Wyodrębnij z notki o Jerzym Golińskim dosłownie wszystko od „Trwa wczytywanie” aż po „i dyrektor teatrów, pedagog.”.

**PODANY FRAGMENT**
────────────────────────────────────────

Autorzy

Trwa wczytywanie

Jerzy Goliński

Ur. 19 listopada 1928, Zator k. Oświęcimia – zm. 24 listopada 2008, Kraków

Aktor, reżyser, kierownik artystyczny i dyrektor teatrów, pedagog.

Był synem Wojciecha i Anny ze Smroczyńskich. Ukończył Państwową Wyższą Szkołę Aktorską w Krakowie, dyplom uzyskał w 1952. Debiutował jako aktor rolą Jesse’ego Fultona w Najszczęśliwszym człowieku na świecie Alberta Maltza w reż. Elwiry Turskiej (31 sierpnia 1952) w Teatrze Ziemi Opolskiej w Opolu, gdzie pracował w sezonie 1952/53, będąc m.in. asystentem reżyserki Krystyny Skuszanki.

────────────────────────────────────────

**ZAPISANE INFORMACJE**
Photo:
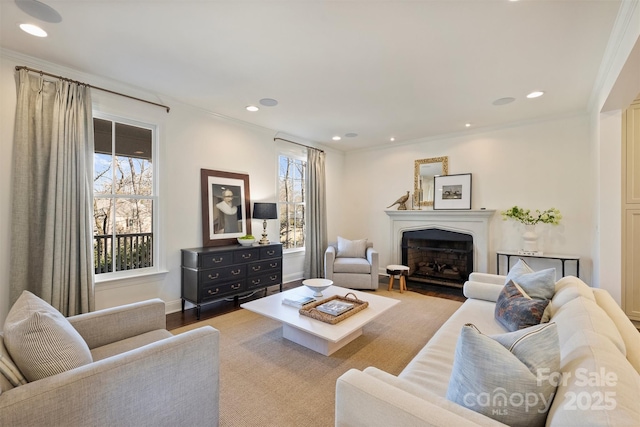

────────────────────────────────────────

**WYNIK ZADANIA**
Trwa wczytywanie

Jerzy Goliński

Ur. 19 listopada 1928, Zator k. Oświęcimia – zm. 24 listopada 2008, Kraków

Aktor, reżyser, kierownik artystyczny i dyrektor teatrów, pedagog.